EXERCISE TASK -> Update everything from the row that contains "Please indicate the green leaf" down to the row that contains "(1030, 203)" by changing "photo" to "image" and leaving all else as it is. Leave the pictures out of your answer.
START DATA SHOWN
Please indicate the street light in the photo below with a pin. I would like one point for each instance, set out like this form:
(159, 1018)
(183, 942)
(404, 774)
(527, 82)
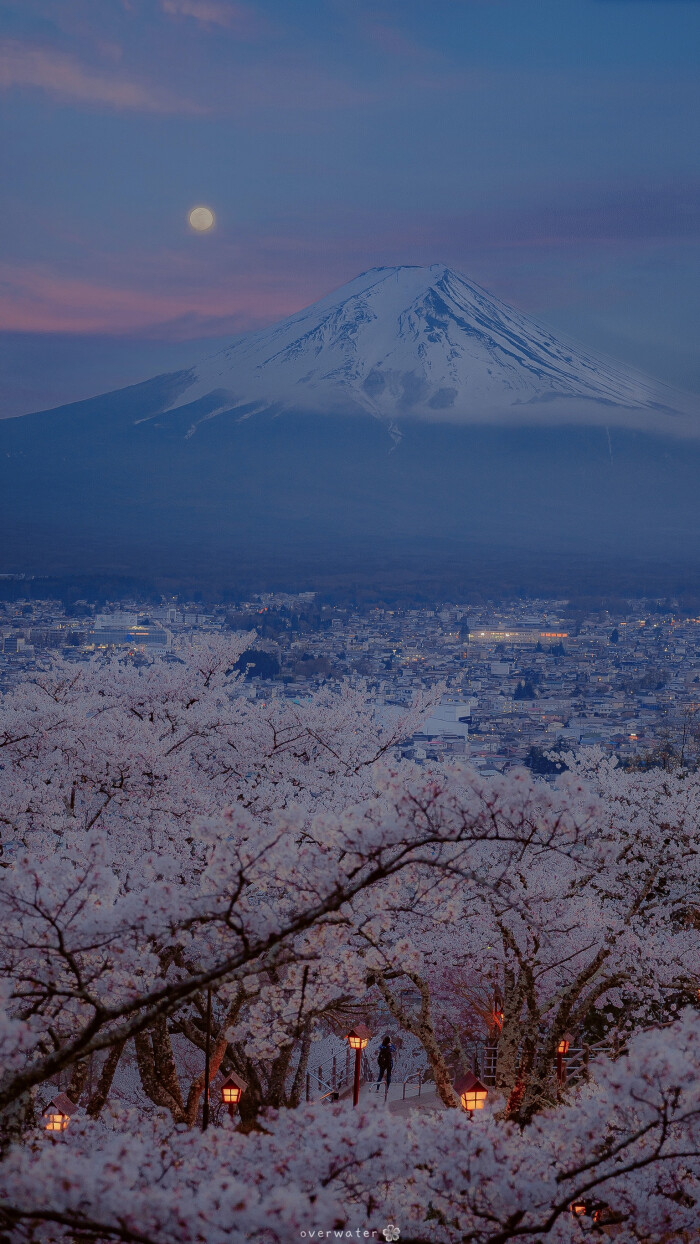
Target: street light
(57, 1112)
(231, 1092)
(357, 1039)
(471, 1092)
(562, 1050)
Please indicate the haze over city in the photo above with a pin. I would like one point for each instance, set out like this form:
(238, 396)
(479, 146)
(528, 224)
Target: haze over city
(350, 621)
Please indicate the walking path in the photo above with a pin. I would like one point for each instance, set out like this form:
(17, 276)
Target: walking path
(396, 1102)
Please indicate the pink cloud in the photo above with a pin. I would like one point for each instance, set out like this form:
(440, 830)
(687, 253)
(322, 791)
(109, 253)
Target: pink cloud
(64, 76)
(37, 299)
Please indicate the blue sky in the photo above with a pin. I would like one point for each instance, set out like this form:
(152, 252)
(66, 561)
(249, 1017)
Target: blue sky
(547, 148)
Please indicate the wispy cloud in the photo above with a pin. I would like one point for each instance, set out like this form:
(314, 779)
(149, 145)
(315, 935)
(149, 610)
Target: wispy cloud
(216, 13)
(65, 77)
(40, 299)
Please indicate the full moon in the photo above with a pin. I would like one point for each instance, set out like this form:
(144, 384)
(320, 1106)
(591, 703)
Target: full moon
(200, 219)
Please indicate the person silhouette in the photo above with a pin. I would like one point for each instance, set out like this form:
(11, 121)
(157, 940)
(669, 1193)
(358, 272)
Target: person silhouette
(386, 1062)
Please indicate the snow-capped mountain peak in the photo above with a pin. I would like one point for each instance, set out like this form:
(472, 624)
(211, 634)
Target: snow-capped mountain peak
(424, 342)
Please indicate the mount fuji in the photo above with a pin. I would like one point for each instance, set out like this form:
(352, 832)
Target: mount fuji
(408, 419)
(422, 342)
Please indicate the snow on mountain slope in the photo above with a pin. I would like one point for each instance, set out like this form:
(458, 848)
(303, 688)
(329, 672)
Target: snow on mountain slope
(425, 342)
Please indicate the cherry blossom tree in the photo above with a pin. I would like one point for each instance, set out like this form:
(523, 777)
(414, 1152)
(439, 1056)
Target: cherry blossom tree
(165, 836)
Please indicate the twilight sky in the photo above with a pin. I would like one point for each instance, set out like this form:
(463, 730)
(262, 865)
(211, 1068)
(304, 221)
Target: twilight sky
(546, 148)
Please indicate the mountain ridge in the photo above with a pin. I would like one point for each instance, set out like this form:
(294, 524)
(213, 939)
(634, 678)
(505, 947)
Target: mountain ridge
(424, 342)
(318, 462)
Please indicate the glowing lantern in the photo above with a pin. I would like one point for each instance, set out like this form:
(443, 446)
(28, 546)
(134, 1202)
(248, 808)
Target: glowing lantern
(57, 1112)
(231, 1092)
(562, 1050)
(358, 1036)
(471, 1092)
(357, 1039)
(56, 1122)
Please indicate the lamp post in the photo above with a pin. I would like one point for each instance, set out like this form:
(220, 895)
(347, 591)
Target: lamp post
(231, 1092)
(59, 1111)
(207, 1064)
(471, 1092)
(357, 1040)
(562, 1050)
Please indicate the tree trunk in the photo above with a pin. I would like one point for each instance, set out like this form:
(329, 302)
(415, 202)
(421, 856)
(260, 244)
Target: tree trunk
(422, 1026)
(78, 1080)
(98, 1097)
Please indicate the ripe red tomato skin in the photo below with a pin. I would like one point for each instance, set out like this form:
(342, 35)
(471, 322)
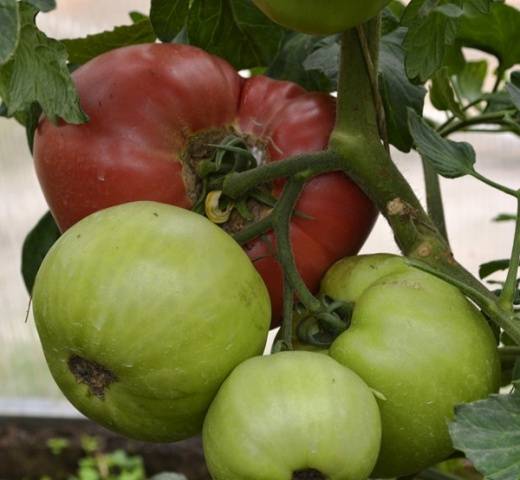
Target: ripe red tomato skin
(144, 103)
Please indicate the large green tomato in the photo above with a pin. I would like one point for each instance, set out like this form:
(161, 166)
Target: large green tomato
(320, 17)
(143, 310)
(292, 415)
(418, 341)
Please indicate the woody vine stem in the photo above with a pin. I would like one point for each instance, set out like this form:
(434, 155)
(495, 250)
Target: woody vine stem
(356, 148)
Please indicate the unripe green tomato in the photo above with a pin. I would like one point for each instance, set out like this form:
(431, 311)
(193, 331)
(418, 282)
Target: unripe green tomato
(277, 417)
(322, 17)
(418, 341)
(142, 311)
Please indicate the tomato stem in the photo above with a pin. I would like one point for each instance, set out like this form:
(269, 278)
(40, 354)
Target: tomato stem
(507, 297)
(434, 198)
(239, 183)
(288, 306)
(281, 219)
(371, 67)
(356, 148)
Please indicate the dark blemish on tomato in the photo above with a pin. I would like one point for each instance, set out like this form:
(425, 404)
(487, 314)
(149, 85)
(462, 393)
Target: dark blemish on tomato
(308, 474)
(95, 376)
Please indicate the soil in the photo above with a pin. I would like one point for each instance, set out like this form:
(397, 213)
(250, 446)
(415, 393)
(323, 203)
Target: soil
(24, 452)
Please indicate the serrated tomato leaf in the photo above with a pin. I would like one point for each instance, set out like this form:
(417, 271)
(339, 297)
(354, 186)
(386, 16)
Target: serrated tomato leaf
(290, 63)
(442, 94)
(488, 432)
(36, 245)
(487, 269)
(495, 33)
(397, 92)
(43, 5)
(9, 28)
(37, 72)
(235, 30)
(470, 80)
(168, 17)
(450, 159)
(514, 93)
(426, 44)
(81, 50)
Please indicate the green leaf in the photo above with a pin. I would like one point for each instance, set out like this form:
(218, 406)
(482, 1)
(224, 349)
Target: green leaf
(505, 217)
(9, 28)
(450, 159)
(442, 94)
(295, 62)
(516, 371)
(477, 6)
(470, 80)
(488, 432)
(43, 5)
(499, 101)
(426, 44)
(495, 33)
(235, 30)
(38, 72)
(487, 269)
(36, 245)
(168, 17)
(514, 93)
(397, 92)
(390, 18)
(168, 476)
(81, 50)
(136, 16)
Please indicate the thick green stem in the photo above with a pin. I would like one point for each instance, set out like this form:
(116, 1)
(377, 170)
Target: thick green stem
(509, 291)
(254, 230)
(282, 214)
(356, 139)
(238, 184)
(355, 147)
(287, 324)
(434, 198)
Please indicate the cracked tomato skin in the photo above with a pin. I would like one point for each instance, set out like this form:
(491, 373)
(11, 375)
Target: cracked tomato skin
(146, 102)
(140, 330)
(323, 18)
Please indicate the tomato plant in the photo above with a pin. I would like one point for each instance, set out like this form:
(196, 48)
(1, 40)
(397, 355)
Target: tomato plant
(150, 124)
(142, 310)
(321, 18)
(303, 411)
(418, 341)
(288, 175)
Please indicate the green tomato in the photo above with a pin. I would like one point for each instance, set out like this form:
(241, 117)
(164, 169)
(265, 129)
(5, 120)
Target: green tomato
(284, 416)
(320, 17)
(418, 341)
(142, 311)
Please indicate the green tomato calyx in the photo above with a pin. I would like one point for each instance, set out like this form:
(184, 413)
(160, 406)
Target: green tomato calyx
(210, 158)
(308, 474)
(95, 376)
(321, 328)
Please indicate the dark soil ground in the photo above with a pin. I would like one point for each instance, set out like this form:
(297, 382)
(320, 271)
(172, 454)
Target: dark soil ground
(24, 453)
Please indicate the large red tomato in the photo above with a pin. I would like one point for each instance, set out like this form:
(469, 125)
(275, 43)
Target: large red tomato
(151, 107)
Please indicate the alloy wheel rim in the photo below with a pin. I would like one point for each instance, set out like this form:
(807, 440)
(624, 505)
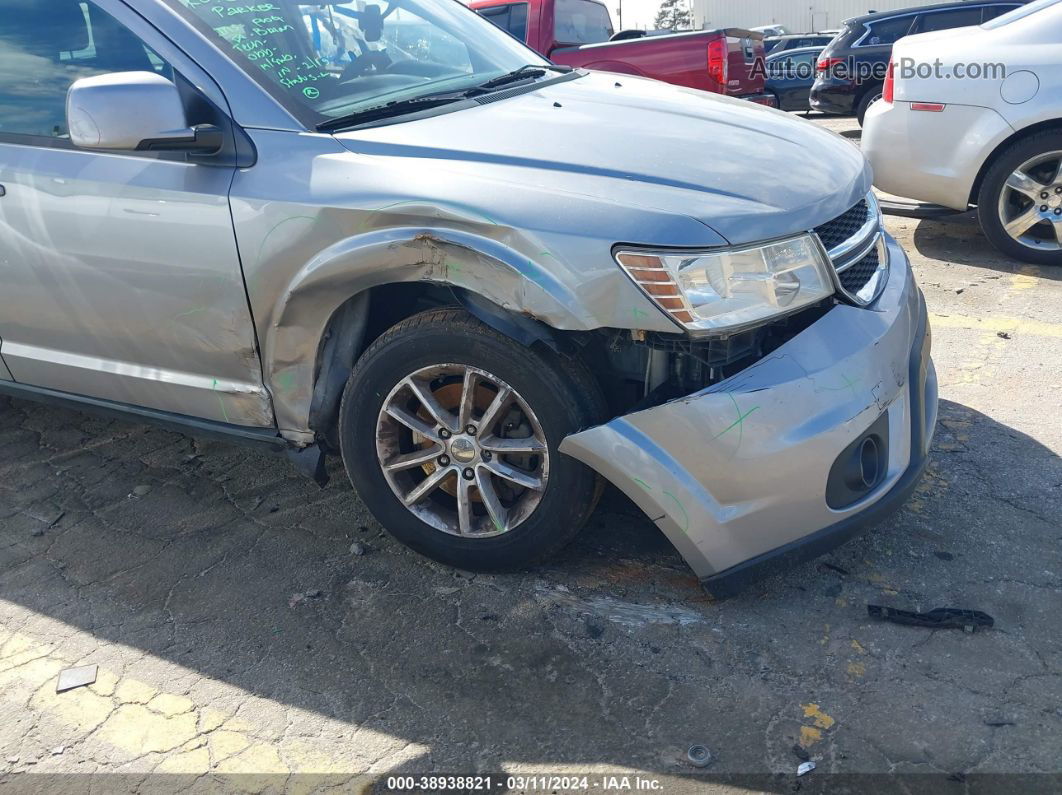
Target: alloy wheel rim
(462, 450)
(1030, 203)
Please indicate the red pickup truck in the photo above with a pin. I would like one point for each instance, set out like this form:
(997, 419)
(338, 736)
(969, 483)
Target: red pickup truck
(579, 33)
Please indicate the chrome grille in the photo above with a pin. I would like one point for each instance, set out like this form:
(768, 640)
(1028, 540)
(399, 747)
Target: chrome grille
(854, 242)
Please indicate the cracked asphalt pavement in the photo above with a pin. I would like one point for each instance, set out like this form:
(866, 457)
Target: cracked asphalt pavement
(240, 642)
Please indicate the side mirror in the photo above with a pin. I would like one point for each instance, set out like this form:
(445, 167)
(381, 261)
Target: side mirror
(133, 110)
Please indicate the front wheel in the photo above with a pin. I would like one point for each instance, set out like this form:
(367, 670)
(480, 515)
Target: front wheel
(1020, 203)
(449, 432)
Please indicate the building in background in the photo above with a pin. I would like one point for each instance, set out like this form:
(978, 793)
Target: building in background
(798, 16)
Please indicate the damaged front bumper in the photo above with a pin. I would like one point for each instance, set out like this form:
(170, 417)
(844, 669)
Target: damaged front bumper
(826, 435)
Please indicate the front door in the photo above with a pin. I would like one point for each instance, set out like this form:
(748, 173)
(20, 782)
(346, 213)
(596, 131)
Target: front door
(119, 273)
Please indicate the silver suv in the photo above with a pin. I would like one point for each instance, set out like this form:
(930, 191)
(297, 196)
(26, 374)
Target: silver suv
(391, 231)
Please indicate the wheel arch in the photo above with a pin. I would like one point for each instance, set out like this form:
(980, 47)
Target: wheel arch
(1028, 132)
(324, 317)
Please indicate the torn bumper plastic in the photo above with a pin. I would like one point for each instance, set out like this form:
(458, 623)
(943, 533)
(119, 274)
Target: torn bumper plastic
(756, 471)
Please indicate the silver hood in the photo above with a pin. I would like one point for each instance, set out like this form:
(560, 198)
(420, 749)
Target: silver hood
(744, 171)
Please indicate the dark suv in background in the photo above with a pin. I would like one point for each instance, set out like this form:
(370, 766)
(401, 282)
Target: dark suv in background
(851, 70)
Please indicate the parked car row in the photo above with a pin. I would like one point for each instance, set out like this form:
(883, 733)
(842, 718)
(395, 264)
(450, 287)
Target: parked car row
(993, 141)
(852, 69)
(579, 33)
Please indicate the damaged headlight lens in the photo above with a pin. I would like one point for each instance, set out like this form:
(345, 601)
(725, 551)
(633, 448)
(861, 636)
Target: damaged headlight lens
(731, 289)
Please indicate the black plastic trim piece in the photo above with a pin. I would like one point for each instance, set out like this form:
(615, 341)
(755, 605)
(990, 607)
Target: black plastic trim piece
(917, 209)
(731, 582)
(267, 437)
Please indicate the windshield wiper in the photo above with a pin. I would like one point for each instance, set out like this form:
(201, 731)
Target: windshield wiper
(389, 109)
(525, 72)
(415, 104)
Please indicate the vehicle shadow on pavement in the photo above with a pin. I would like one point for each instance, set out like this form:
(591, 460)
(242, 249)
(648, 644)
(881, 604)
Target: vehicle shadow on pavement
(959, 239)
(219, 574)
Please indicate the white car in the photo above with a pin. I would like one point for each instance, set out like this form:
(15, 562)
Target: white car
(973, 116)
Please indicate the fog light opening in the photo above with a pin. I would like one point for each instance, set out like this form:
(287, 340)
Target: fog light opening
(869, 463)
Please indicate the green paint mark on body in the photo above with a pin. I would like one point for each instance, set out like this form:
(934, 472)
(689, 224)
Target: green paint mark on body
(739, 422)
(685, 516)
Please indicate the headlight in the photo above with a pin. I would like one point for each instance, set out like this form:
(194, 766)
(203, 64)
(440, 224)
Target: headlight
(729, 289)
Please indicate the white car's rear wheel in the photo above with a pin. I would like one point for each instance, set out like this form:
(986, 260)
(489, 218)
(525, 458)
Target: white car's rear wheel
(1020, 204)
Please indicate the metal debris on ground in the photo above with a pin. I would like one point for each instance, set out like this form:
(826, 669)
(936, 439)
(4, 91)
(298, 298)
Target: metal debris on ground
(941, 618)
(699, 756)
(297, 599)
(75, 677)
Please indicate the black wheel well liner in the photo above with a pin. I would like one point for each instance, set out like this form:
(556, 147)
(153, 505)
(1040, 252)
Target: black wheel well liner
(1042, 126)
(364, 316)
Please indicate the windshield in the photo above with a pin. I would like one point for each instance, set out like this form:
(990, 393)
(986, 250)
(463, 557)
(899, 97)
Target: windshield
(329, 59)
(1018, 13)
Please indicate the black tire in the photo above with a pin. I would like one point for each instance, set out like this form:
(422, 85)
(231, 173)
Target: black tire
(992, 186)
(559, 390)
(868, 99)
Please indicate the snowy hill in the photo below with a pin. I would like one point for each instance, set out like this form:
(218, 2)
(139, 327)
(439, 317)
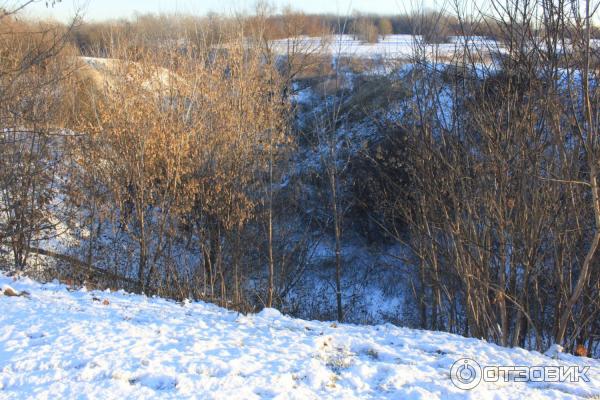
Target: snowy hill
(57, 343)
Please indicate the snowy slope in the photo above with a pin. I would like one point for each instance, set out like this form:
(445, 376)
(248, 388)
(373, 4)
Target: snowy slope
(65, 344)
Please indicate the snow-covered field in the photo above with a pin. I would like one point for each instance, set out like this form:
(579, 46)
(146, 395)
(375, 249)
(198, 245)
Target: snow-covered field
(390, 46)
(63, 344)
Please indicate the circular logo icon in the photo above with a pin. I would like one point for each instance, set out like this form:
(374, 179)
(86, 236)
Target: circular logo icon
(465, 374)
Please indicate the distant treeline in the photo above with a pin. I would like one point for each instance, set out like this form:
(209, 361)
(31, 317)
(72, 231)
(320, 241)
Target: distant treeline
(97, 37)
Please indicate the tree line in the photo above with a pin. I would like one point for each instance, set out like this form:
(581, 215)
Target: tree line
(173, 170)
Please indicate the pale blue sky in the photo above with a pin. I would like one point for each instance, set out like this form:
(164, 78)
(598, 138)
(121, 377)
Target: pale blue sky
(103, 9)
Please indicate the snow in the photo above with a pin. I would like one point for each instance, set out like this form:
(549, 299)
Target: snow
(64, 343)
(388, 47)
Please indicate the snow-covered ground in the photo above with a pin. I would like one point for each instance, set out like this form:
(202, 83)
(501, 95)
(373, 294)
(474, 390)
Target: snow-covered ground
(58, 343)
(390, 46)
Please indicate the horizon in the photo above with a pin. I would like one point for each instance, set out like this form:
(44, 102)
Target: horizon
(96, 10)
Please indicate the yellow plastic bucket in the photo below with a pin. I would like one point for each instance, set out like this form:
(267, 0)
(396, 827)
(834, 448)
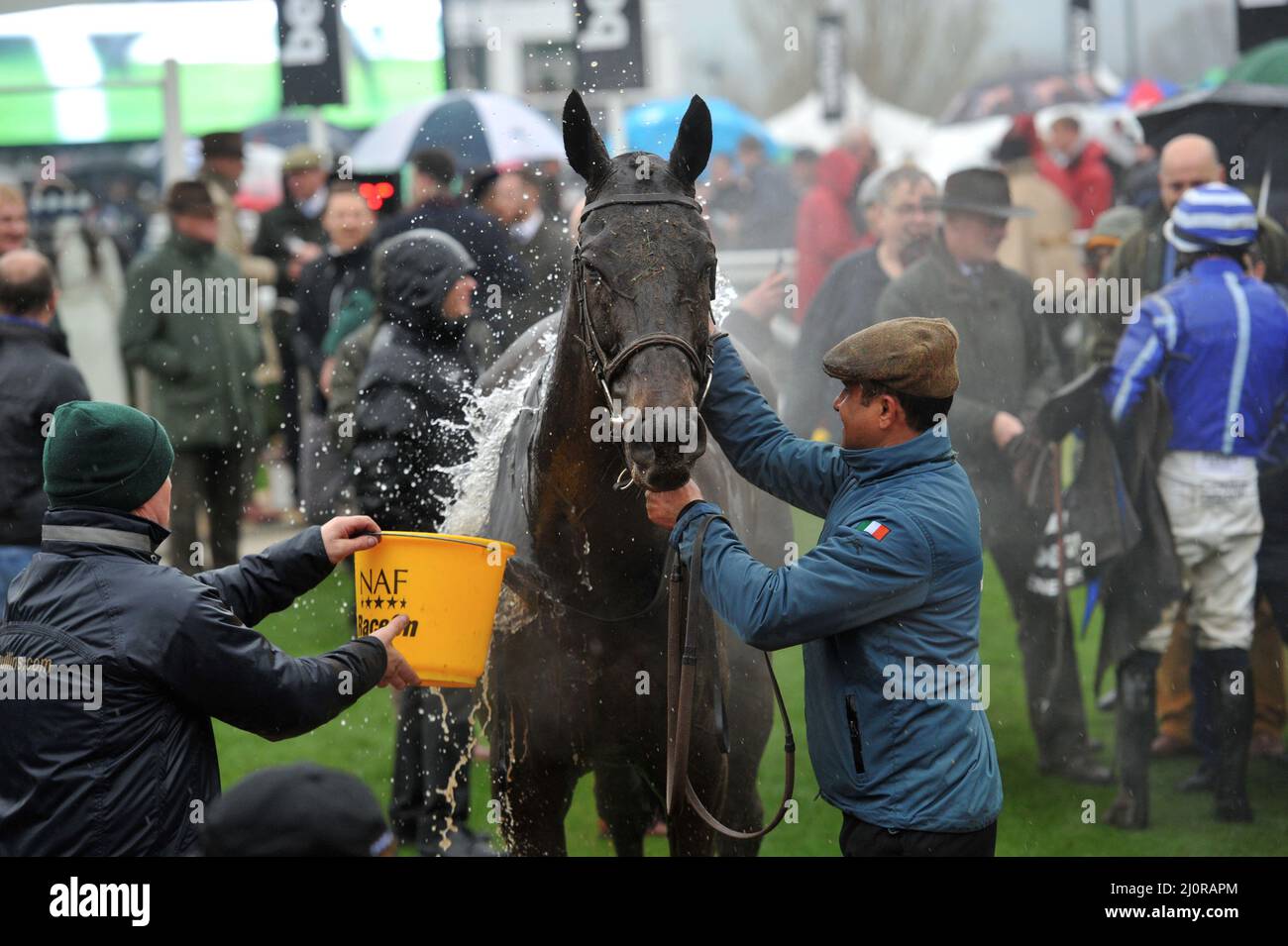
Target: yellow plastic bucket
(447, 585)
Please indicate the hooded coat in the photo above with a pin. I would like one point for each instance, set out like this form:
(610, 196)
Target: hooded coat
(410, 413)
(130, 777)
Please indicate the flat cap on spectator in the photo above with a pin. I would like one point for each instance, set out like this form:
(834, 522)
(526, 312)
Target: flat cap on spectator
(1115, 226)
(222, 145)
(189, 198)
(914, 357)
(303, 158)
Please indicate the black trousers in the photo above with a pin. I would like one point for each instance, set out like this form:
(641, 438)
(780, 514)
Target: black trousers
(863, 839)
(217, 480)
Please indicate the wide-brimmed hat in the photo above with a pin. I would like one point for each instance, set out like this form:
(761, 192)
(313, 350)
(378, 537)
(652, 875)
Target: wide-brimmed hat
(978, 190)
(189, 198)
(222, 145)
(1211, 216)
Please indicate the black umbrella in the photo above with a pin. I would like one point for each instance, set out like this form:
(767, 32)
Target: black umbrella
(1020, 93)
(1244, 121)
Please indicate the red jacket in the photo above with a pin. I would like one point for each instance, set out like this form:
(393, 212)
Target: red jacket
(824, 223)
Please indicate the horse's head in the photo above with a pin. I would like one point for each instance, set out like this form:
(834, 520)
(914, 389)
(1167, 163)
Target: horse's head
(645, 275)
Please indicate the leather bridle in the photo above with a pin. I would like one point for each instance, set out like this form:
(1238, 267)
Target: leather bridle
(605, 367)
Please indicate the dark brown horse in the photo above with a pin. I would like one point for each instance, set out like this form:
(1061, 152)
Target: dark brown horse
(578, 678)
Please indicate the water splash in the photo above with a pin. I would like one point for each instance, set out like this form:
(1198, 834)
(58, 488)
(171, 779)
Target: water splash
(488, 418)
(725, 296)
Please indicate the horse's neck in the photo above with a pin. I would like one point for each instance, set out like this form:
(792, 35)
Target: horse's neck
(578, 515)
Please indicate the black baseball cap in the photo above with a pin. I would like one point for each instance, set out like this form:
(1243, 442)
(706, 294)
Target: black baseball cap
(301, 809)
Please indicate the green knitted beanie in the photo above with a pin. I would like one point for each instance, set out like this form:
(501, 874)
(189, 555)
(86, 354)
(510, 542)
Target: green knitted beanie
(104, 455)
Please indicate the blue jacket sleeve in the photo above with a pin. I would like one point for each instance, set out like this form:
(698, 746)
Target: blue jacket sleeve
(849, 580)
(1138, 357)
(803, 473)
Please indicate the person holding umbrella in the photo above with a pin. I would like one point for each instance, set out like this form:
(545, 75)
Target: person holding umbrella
END DATA SHOWN
SOLUTION BELOW ->
Please indicate the green leaf in the image above with a pin. I would like one point for each instance, set out like this form:
(218, 406)
(482, 1)
(224, 349)
Target: green leaf
(505, 217)
(9, 28)
(450, 159)
(442, 94)
(295, 62)
(516, 371)
(477, 6)
(470, 80)
(488, 432)
(43, 5)
(499, 101)
(426, 44)
(495, 33)
(235, 30)
(38, 72)
(487, 269)
(36, 245)
(168, 17)
(514, 93)
(397, 92)
(390, 18)
(168, 476)
(81, 50)
(136, 16)
Please indicate the thick green stem in the image above with a pin. I would like one point for each instance, set out like this form:
(116, 1)
(377, 170)
Target: thick green stem
(509, 291)
(254, 230)
(282, 214)
(356, 139)
(238, 184)
(355, 147)
(287, 324)
(434, 198)
Please indicate the cracked tomato skin in the image above with a pin. I would like one point for each instance, set out like this form:
(491, 373)
(11, 375)
Target: cracked tomato skin
(146, 102)
(140, 330)
(323, 18)
Please indicate the tomato plant in the image above with a pin. I would like one point for each instance, set out like this form:
(196, 48)
(1, 40)
(397, 355)
Target: tomato plant
(150, 124)
(142, 310)
(321, 18)
(303, 411)
(418, 341)
(288, 175)
Please indicate the green tomato in the image above with a pin. I would like one point for each instance, set out like this form:
(241, 117)
(164, 169)
(265, 129)
(5, 120)
Target: green tomato
(284, 416)
(320, 17)
(418, 341)
(142, 311)
Please indicate the green tomato calyx in the image above with a pin. I would like one point for each instance, set out like this form:
(184, 413)
(160, 406)
Target: green tomato calyx
(210, 158)
(308, 474)
(95, 376)
(321, 328)
Please indicate the dark soil ground in the image above with a pin. I would like one point for each instance, set out like this form:
(297, 382)
(320, 271)
(172, 454)
Target: dark soil ground
(24, 453)
Please indicate the large red tomato in the image above with a pin. I would like one point for each instance, set out like this form:
(469, 125)
(275, 43)
Target: large red tomato
(151, 107)
Please indicate the alloy wheel rim in the image below with a pin. I would like one point for each instance, set out like this form:
(807, 440)
(624, 505)
Target: alloy wheel rim
(462, 450)
(1030, 203)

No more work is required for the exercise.